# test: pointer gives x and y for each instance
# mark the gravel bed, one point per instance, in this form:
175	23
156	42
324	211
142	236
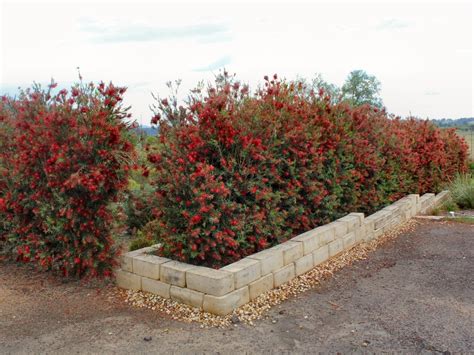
——————
> Written request: Can you lay out the lines of these entries as a numbered list, skipping any blank lines and leaving the pictures out?

> In response:
1. # test: pointer gives x and y for each instance
2. # mark the gravel bed, one point per instance, in this form:
3. 175	23
4. 156	42
5. 324	211
6. 142	236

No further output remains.